- Aim of the task: Repeat the records below word for word, starting at the line that contains "object_query: paved road" and ending at the line that contains "[0,125,232,200]", both included.

- Recorded data:
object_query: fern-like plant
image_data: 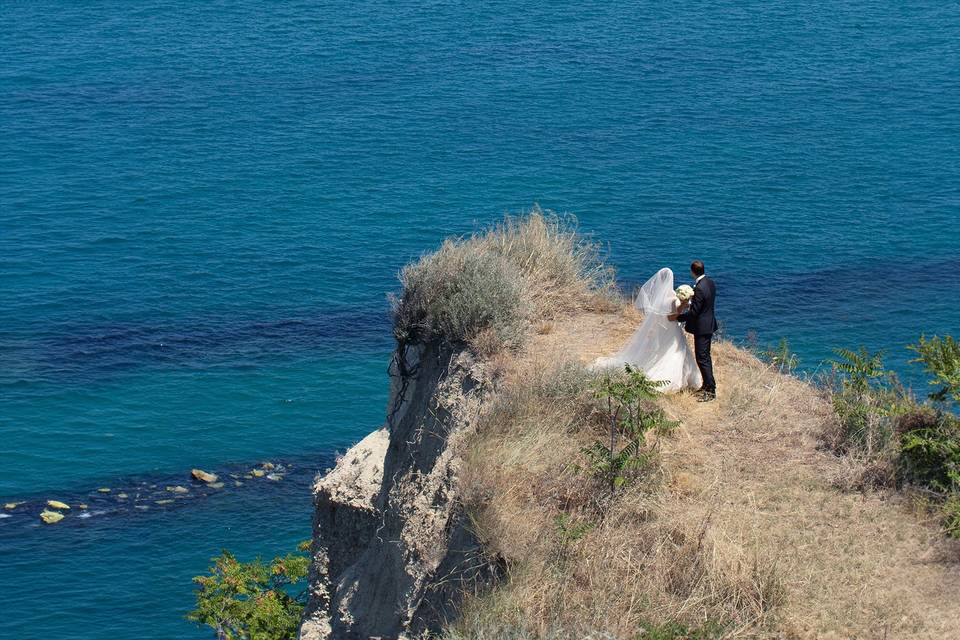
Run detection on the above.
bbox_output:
[907,335,960,403]
[582,365,678,494]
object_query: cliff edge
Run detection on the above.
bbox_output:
[300,216,960,640]
[300,342,489,640]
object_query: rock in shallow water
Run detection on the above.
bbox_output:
[190,469,217,483]
[40,509,63,524]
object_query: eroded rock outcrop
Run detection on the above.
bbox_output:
[300,343,492,640]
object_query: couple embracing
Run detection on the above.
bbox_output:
[593,260,717,402]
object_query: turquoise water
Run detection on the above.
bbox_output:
[0,1,960,640]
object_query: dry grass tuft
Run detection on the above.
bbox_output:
[446,310,960,640]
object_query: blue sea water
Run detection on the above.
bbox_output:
[0,0,960,640]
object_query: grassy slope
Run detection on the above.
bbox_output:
[452,310,960,638]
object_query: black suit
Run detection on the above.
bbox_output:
[677,276,717,393]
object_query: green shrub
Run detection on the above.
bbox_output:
[635,622,727,640]
[187,543,310,640]
[393,241,529,346]
[899,414,960,493]
[830,347,904,458]
[391,208,614,355]
[582,365,678,494]
[907,336,960,403]
[943,493,960,538]
[828,336,960,537]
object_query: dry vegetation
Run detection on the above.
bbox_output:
[394,211,960,640]
[392,208,615,356]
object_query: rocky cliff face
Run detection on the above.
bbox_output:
[300,344,491,640]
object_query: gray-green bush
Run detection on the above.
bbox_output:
[392,208,614,355]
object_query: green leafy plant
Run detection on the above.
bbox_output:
[831,347,903,458]
[582,365,678,493]
[831,347,887,393]
[833,335,960,537]
[187,542,310,640]
[635,622,728,640]
[907,336,960,403]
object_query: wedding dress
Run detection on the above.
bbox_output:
[591,269,702,392]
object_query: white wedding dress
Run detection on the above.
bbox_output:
[591,269,703,392]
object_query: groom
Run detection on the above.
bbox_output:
[668,260,717,402]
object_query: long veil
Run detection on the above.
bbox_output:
[633,268,677,316]
[591,269,702,391]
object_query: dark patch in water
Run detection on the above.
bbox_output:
[11,309,391,380]
[0,452,335,539]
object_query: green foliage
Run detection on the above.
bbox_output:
[899,414,960,493]
[833,336,960,537]
[187,545,310,640]
[907,336,960,403]
[831,347,904,458]
[582,365,678,493]
[635,622,727,640]
[831,347,887,393]
[553,513,597,545]
[762,338,800,373]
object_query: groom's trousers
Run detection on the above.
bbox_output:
[693,333,717,394]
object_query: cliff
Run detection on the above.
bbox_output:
[300,215,960,640]
[300,342,492,640]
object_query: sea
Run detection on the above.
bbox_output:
[0,0,960,640]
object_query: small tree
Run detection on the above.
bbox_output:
[193,542,310,640]
[907,335,960,403]
[831,347,901,458]
[582,365,678,494]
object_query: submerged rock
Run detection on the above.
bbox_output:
[40,509,63,524]
[190,469,217,484]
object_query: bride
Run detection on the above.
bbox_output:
[591,269,702,392]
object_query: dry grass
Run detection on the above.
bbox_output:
[449,309,960,639]
[392,208,616,356]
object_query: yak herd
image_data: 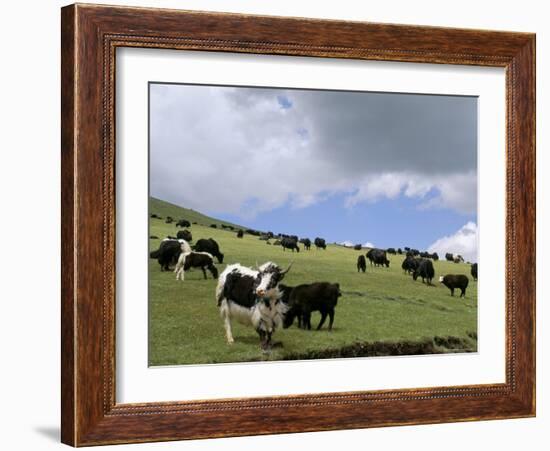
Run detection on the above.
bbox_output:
[150,214,477,350]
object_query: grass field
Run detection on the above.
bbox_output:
[149,199,477,366]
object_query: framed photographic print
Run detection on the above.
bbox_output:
[62,5,535,446]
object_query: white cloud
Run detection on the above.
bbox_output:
[428,221,477,263]
[150,84,477,218]
[338,240,354,247]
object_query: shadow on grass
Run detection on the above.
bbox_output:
[283,333,477,360]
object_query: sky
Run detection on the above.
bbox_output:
[149,83,477,261]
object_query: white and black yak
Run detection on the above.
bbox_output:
[300,238,311,251]
[366,249,390,268]
[149,238,191,271]
[439,274,468,298]
[216,262,292,349]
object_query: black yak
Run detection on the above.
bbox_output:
[313,237,327,249]
[367,249,390,268]
[357,254,367,272]
[413,258,435,285]
[281,238,300,252]
[174,252,218,280]
[283,282,342,330]
[470,263,477,281]
[193,238,223,263]
[439,274,468,298]
[176,229,193,242]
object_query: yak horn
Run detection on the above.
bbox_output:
[281,262,294,274]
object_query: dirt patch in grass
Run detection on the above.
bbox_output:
[283,336,477,360]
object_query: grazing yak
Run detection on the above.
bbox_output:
[413,258,435,285]
[367,249,390,268]
[149,238,191,271]
[193,238,223,263]
[281,238,300,252]
[357,254,367,272]
[300,238,311,251]
[281,282,342,330]
[176,219,191,227]
[216,262,292,349]
[439,274,468,298]
[401,255,419,274]
[470,263,477,282]
[174,252,218,280]
[313,237,327,250]
[176,229,193,242]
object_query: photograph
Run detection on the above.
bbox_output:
[149,82,479,367]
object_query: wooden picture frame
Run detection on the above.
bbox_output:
[61,4,535,446]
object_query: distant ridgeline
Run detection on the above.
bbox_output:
[149,197,246,230]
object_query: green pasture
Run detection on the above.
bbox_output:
[149,199,477,366]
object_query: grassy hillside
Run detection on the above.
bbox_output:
[149,197,247,229]
[149,199,477,366]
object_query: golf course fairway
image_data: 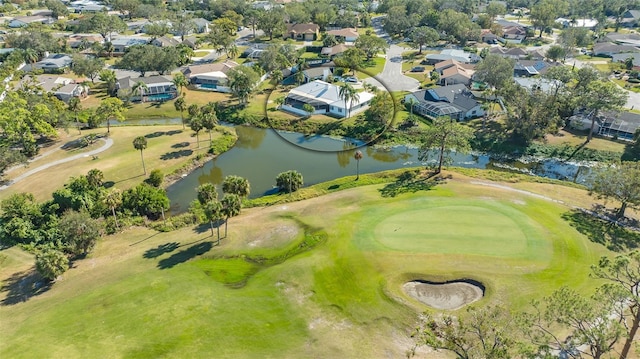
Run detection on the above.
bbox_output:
[0,177,610,358]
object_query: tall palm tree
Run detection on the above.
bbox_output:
[202,108,218,145]
[133,136,147,175]
[131,81,149,102]
[24,49,40,66]
[173,72,189,93]
[338,84,360,118]
[220,193,242,238]
[67,97,82,135]
[353,150,363,181]
[173,96,187,129]
[189,114,204,148]
[203,200,222,244]
[104,188,122,229]
[222,175,251,198]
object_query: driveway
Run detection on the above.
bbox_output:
[363,16,420,91]
[567,59,640,109]
[0,138,113,191]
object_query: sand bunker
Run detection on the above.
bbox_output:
[402,280,484,310]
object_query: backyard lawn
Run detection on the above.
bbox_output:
[0,176,609,358]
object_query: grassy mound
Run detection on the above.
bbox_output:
[0,179,608,358]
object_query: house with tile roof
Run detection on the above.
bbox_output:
[283,23,320,41]
[280,80,375,118]
[404,84,484,121]
[182,60,240,92]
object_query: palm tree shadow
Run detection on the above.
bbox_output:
[562,210,640,252]
[158,242,213,269]
[0,269,52,305]
[378,171,438,197]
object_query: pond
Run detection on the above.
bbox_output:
[167,126,589,214]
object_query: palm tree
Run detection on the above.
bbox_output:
[222,175,251,198]
[338,84,360,118]
[24,49,40,67]
[202,108,218,145]
[203,200,222,244]
[133,136,147,175]
[227,43,238,59]
[353,151,362,181]
[196,183,218,206]
[220,193,242,238]
[67,97,82,135]
[173,72,189,93]
[131,81,149,102]
[104,188,122,229]
[189,114,204,148]
[173,96,187,129]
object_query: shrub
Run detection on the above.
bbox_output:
[144,170,164,188]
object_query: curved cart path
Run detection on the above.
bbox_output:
[0,138,113,191]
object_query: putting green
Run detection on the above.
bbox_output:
[375,199,549,258]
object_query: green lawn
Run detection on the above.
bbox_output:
[0,179,608,358]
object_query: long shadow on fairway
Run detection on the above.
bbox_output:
[0,270,51,305]
[379,171,438,197]
[158,242,213,269]
[142,242,180,259]
[562,210,640,252]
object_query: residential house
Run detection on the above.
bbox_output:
[555,17,598,29]
[284,23,320,41]
[182,60,239,92]
[192,17,209,34]
[480,29,498,44]
[151,36,180,47]
[327,28,360,42]
[111,36,149,54]
[116,75,178,102]
[433,60,475,86]
[33,54,73,73]
[281,80,375,118]
[9,15,55,28]
[593,42,638,56]
[320,44,351,57]
[605,32,640,47]
[611,52,640,69]
[67,34,104,49]
[20,75,89,102]
[489,46,529,60]
[513,60,562,77]
[425,49,481,65]
[621,10,640,27]
[127,19,151,33]
[404,84,484,121]
[182,36,200,50]
[502,26,527,44]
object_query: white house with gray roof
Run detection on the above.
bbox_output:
[280,80,375,118]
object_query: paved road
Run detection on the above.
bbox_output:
[364,17,420,91]
[567,59,640,109]
[0,138,113,191]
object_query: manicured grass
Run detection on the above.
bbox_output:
[0,173,608,358]
[0,125,232,200]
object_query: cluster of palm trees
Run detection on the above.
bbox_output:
[196,176,251,244]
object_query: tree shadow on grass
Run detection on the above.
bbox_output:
[379,171,438,197]
[142,242,180,259]
[160,150,193,161]
[562,210,640,252]
[158,242,213,269]
[0,269,51,305]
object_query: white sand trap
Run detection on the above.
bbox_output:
[402,281,484,310]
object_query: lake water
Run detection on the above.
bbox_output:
[167,126,589,214]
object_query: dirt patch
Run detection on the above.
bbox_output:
[402,280,484,310]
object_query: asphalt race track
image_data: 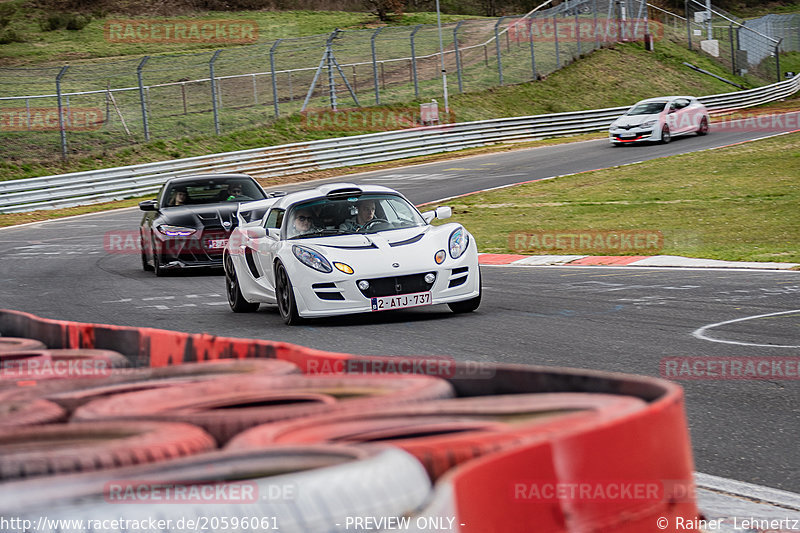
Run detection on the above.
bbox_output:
[0,119,800,492]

- Answer for this exercise:
object_query: paved road
Run detection on the above.
bbox_output:
[364,17,420,91]
[567,59,640,109]
[0,138,113,191]
object_query: manicured grass
Run detection on the above.
bbox_output:
[0,173,608,358]
[0,125,232,200]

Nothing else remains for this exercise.